Within the records, find every line that includes the word "mower" and copy it.

- **Material to process**:
* * * *

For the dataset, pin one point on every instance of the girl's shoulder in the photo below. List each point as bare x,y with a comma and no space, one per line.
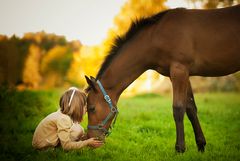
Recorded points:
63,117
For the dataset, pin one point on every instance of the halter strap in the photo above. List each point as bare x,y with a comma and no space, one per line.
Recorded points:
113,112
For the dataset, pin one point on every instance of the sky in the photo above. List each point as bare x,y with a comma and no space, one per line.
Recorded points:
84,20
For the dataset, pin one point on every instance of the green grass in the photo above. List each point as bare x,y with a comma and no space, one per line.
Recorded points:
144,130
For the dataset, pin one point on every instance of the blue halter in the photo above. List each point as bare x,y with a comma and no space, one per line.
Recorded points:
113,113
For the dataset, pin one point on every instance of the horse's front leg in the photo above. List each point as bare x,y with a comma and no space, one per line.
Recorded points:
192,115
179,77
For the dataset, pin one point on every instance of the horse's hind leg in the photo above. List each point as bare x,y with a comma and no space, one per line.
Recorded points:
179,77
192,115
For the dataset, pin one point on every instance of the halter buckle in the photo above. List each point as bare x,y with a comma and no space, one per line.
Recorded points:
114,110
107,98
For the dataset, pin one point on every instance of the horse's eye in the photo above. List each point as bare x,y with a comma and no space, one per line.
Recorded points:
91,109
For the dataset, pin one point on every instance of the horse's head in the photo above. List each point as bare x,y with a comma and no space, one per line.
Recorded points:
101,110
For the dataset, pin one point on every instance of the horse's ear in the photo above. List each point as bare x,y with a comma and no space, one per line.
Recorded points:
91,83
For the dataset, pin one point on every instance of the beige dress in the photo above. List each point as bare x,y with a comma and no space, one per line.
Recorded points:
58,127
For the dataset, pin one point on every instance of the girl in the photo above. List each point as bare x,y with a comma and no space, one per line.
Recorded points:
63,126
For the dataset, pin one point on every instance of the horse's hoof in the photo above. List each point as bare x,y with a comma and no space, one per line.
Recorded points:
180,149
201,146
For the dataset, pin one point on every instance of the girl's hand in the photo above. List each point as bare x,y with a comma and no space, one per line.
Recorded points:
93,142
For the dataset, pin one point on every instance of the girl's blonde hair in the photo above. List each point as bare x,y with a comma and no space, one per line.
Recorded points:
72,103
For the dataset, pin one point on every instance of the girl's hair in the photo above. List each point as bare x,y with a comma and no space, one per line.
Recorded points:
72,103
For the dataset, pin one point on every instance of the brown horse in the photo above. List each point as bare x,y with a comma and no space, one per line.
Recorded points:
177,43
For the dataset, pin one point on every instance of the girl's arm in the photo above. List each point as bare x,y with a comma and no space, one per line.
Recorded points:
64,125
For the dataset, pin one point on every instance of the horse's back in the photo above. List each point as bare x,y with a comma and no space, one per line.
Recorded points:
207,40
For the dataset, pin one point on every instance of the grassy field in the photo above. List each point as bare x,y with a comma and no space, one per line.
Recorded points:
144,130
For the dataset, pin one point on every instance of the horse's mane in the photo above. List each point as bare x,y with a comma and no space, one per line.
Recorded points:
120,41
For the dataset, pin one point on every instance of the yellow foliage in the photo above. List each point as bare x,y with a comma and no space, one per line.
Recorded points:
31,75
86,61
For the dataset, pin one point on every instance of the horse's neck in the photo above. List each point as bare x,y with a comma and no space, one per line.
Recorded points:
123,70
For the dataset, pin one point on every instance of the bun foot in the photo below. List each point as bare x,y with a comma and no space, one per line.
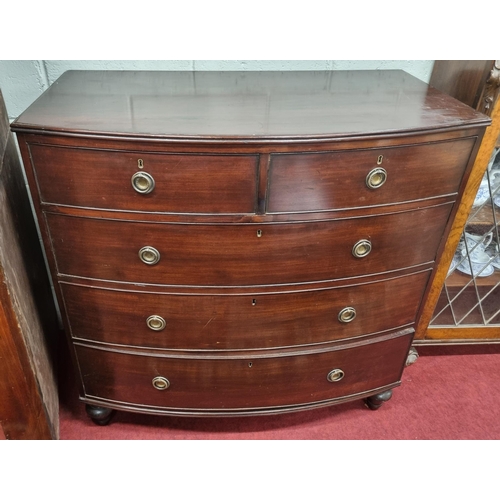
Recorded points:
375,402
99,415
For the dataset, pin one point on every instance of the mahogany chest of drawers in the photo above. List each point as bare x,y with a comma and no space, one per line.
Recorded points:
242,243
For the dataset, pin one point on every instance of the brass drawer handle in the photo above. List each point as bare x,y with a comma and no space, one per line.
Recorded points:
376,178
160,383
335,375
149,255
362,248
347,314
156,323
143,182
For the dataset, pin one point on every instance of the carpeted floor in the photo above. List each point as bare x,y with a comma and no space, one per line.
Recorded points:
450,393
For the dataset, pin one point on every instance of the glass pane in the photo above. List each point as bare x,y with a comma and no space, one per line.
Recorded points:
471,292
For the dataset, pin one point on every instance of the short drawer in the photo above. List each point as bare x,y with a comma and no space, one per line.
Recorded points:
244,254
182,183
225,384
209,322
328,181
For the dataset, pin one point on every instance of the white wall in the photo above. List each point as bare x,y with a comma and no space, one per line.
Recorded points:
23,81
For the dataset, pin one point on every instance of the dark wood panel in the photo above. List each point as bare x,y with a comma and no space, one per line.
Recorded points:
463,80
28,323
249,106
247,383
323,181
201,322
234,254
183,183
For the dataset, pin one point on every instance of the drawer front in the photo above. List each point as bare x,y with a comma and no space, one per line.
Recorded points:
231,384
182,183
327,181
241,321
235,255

* * * *

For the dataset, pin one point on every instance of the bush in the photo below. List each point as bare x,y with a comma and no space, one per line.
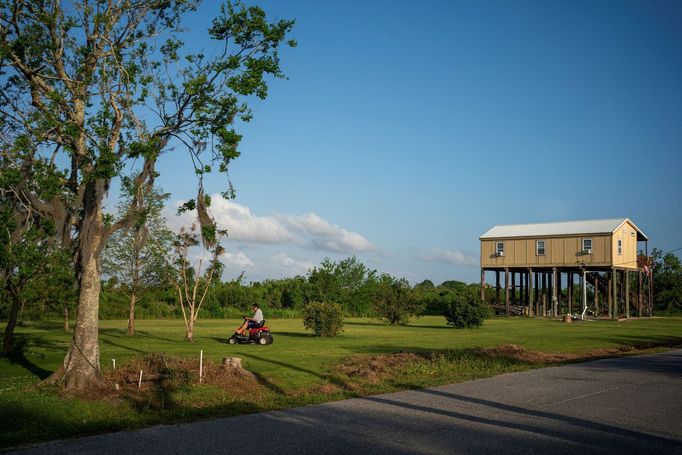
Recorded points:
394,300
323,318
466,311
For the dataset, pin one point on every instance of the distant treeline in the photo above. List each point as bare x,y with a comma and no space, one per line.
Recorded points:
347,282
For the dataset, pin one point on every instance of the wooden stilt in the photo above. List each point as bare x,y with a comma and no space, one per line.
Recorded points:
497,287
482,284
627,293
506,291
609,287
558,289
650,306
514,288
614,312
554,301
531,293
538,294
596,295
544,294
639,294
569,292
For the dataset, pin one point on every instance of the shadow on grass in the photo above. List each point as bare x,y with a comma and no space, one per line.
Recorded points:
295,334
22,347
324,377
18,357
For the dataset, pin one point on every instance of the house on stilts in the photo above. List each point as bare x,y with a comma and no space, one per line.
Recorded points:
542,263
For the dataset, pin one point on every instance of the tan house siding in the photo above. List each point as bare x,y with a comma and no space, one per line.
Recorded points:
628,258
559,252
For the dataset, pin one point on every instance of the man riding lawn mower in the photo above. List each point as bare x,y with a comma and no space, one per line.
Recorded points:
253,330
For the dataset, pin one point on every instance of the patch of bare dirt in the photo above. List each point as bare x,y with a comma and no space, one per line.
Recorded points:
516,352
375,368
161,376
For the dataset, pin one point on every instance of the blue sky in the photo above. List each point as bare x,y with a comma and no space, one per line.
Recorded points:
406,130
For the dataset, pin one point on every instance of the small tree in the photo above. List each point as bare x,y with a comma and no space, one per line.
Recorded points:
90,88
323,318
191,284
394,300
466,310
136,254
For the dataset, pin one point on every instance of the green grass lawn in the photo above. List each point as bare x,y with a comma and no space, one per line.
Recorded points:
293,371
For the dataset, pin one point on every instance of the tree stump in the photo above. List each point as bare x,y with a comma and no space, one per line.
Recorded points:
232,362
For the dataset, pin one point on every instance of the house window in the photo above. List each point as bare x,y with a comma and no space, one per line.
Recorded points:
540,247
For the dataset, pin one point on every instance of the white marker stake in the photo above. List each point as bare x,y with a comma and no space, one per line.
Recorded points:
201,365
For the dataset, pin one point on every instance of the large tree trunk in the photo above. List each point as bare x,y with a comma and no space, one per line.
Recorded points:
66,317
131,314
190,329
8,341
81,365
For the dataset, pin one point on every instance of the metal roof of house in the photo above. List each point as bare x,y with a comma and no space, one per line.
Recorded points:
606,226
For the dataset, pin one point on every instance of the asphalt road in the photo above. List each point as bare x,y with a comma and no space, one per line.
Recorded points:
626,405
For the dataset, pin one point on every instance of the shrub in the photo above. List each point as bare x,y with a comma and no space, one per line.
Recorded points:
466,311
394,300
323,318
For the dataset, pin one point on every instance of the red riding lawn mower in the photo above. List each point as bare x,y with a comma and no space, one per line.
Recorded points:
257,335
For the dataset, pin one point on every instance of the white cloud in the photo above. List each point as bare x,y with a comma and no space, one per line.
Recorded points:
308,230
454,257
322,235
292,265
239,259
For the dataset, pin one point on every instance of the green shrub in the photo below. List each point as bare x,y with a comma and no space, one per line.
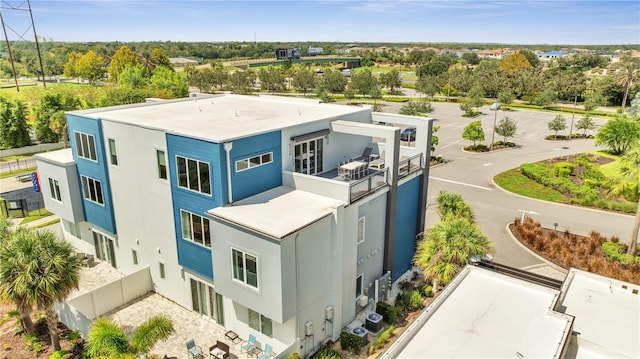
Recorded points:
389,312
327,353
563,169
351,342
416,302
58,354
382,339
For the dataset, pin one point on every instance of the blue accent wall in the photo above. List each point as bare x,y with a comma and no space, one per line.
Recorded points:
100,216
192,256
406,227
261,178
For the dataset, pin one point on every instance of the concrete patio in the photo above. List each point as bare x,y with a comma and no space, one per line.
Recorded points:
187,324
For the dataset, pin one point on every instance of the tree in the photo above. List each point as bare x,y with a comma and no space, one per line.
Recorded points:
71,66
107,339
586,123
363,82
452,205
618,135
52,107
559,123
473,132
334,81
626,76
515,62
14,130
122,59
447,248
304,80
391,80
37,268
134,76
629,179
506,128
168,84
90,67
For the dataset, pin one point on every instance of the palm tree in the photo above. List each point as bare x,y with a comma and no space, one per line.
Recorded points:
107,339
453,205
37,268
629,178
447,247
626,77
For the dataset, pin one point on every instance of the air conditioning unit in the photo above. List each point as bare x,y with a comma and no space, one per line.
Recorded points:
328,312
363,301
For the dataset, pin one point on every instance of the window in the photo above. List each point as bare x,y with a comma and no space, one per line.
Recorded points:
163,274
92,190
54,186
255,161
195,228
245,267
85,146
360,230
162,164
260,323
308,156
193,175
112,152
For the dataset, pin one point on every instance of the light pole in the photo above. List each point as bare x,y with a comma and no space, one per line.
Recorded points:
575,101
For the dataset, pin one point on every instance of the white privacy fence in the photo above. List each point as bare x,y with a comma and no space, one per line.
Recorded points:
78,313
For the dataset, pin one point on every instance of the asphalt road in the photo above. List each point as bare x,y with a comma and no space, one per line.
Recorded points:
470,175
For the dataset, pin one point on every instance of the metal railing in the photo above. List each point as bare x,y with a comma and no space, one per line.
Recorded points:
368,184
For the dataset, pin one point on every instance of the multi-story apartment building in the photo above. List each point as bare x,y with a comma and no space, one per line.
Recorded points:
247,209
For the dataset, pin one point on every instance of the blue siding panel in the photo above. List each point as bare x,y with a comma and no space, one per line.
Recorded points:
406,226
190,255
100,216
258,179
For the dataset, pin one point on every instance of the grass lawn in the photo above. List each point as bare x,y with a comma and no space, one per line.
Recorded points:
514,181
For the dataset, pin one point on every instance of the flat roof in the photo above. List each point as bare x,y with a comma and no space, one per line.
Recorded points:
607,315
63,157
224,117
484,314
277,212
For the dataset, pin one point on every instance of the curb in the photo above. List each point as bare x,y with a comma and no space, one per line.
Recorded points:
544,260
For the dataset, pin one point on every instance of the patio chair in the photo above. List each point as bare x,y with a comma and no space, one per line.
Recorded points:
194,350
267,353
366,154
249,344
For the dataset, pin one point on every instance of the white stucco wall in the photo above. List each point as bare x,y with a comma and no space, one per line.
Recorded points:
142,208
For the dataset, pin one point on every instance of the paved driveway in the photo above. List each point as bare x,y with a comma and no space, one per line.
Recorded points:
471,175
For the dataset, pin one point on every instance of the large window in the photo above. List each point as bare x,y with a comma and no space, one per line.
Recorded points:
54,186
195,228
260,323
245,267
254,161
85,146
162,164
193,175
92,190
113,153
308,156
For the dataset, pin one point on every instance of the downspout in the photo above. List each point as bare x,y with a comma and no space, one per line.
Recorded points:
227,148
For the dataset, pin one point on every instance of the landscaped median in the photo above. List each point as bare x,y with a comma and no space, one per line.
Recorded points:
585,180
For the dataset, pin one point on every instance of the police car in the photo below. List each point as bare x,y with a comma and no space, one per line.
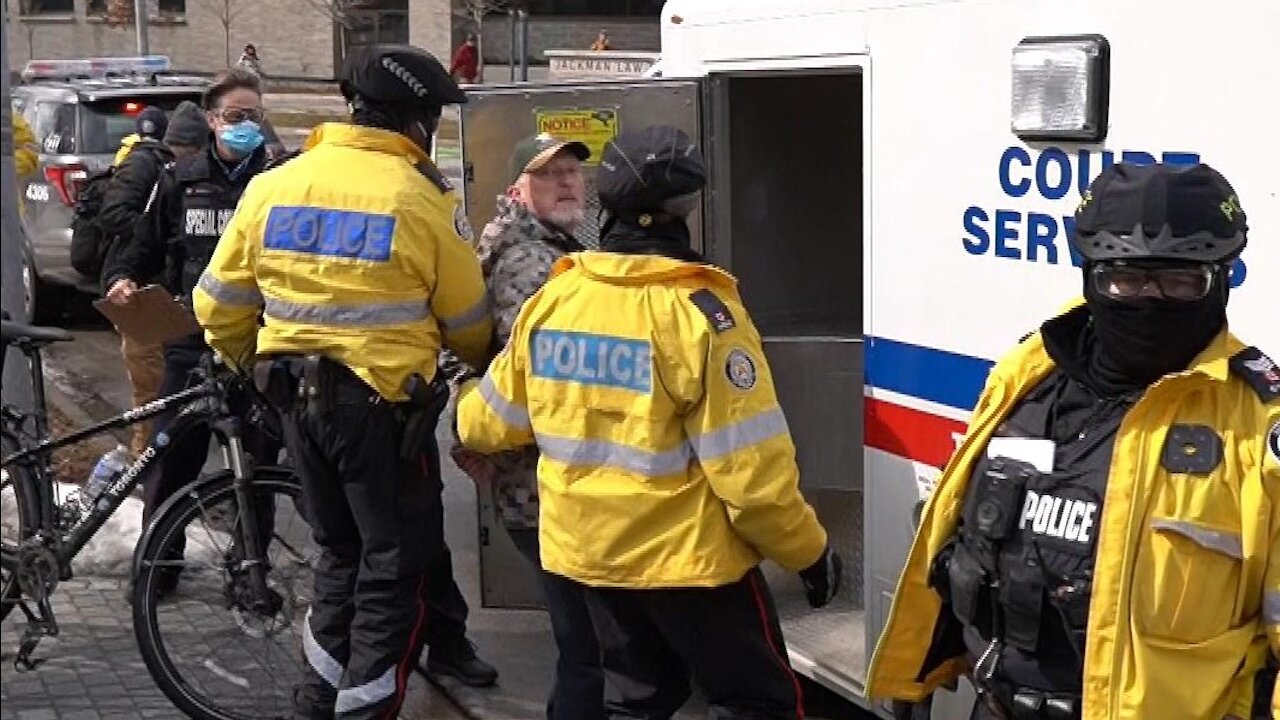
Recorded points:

* * * *

- **Solution to this problem**:
For the dataset, pin one point on every instance of the man riding lawn mower in the photo above. List each point as bare x,y with a comma and no space, one per line.
For the dataset, pin one point on every instance of the red riding lawn mower in the photo above. List each point as bare x,y with a comma and no space, one per line.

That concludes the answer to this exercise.